*** EXERCISE MATERIAL ***

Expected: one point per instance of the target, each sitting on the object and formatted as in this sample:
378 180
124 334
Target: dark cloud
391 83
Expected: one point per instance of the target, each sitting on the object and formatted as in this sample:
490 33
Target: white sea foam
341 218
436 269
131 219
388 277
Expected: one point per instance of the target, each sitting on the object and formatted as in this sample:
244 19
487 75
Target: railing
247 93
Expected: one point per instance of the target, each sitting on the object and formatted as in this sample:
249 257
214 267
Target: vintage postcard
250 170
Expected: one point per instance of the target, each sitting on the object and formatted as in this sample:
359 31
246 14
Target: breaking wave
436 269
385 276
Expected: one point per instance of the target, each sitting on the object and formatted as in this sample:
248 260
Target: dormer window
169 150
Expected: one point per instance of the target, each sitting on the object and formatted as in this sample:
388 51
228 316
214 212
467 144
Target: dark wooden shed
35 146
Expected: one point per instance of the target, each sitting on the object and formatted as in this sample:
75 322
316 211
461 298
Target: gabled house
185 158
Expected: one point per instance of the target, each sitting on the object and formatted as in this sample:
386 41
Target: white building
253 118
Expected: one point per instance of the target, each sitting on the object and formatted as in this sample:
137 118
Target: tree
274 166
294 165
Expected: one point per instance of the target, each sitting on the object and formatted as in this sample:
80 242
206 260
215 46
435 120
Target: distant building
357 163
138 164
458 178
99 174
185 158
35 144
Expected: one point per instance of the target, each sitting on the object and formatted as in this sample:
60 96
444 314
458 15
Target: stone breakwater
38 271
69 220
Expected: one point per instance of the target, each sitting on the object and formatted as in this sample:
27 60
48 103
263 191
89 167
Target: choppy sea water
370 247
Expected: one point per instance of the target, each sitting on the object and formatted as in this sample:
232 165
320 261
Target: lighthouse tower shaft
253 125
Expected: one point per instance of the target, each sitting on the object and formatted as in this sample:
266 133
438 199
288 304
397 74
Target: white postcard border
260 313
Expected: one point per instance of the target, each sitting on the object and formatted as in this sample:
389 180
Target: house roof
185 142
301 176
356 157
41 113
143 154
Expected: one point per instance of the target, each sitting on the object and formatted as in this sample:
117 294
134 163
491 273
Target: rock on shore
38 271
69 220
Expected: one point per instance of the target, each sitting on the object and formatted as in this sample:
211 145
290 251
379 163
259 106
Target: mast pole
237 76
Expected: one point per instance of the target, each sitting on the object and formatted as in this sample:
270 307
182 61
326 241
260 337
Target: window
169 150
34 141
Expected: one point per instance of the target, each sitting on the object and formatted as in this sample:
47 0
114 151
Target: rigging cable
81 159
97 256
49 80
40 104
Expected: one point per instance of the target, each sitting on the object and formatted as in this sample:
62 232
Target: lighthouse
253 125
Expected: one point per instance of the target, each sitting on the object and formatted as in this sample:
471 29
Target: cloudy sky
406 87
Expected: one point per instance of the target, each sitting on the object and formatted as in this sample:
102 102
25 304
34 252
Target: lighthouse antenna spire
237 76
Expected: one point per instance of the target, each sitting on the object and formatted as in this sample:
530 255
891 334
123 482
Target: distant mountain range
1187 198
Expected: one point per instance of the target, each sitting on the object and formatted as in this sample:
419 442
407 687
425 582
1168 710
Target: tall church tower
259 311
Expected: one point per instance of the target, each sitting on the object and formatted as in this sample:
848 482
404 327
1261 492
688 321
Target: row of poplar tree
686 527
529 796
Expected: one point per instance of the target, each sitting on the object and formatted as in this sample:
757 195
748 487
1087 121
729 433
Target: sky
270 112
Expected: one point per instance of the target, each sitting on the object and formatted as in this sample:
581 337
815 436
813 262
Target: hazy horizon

*** End of EXERCISE MATERIAL ***

Every entry should be printed again exactly as it stands.

Expected: one point per instance of the target, each sitting on the object and formatted as in this sample:
378 180
124 334
Target: dark cloud
391 83
Expected: one point per instance of the target, each sitting on the object and formatted as in this sample:
490 33
Target: white sea foam
341 218
436 269
131 219
388 277
Expected: one point per instance of the target, each sitting on the object and formatted as in this sample:
244 19
487 75
Target: railing
247 93
Expected: one point per instance of the target, each sitting on the object and formatted as in this sample:
249 257
214 267
Target: vintage postcard
250 170
Expected: one point per instance of the target, each sitting on the object and formatted as in this sample:
359 31
246 14
Target: breaking wave
436 269
385 276
Expected: one point per instance of the target, each sitting on the object and formatted as in this sample:
248 260
Target: dormer window
169 150
Expected: one point per instance of the target, each sitting on the object and formatted as in this sample:
388 51
228 316
214 212
467 144
Target: dark wooden shed
35 146
Expected: one point per instance of the target, each sitting on the object and formatted as in this sample:
75 322
316 211
461 298
Target: gabled house
185 158
Expected: one point per instance of the target, each sitting on the object and formatted as in this sample:
386 41
Target: white building
253 118
Expected: one point per instance of the target, each sitting on the object and formatted as in this sample:
137 118
Target: tree
274 166
294 165
Expected: one point per instance of the target, each sitting on the object and formatted as in this sample:
80 242
206 260
215 46
435 120
Target: distant building
357 163
138 164
458 178
99 174
185 158
35 144
Expected: one point per instance of the target, each sitting on the object and formatted as in this sample:
60 96
444 314
458 15
Target: stone breakwater
38 271
69 220
Expected: one point per instance of the target, each sitting on the object and formatted as in this sample:
27 60
48 103
263 191
89 167
Target: choppy sea water
370 247
Expected: one point per instance of the target, each sitting on the object and formatted as in this sample:
232 165
320 261
Target: lighthouse tower shaft
253 125
Expected: one point per instance of the target, each sitting on the object and formatted as in this sample:
266 133
438 199
288 304
397 74
Target: white postcard border
260 313
Expected: one point per instance of the target, each sitting on the object and formatted as in this sample:
389 180
Target: house roof
185 142
301 176
356 157
41 113
143 154
Expected: one point per instance of the target, each sitting on the object and formatted as in this sample:
117 294
134 163
491 273
Target: rock on shore
38 271
69 220
Expected: one point per instance of the target, each sitting on the object and formatted as in this sample:
211 145
290 251
379 163
259 106
Target: mast pole
237 76
Expected: one point per instance of the target, each sitting on the object and formatted as in this sample:
270 307
182 61
326 241
260 337
Target: window
169 150
34 141
Expected: one point per instance of the target, each sitting on the object and formatted as in this sample:
47 0
114 151
Target: rigging cable
81 159
97 256
49 80
40 104
Expected: one point per instance of the target, each sitting on the object and formatted as in this sample:
62 232
Target: lighthouse
253 125
Expected: one point per instance of the target, each sitting on the object and formatted as in this sample:
471 29
Target: cloudy sky
406 87
Expected: one point per instance of the target, each sitting on the object and formatted as in this sample:
102 102
25 304
34 252
Target: lighthouse antenna spire
237 76
Expected: one point per instance of the target, each sitting on the object and formatted as in this sample:
530 255
891 334
123 482
Target: distant mountain range
1187 198
Expected: one point per instance of the target, each sitting on the object and formatted as in this sample:
419 442
407 687
425 582
1168 710
Target: tall church tower
259 311
Expected: one point per instance of the target, each sitting on the object and formatted as in this sample:
848 482
404 327
1261 492
688 321
Target: row of poplar tree
686 527
529 796
Expected: one point per instance of the target, each sitting on the object and formatted as in this sample:
757 195
748 487
1087 121
729 433
Target: sky
270 112
Expected: one point per instance of the target, each sitting on the object and formatted as in this sample:
581 337
815 436
813 262
Target: hazy horizon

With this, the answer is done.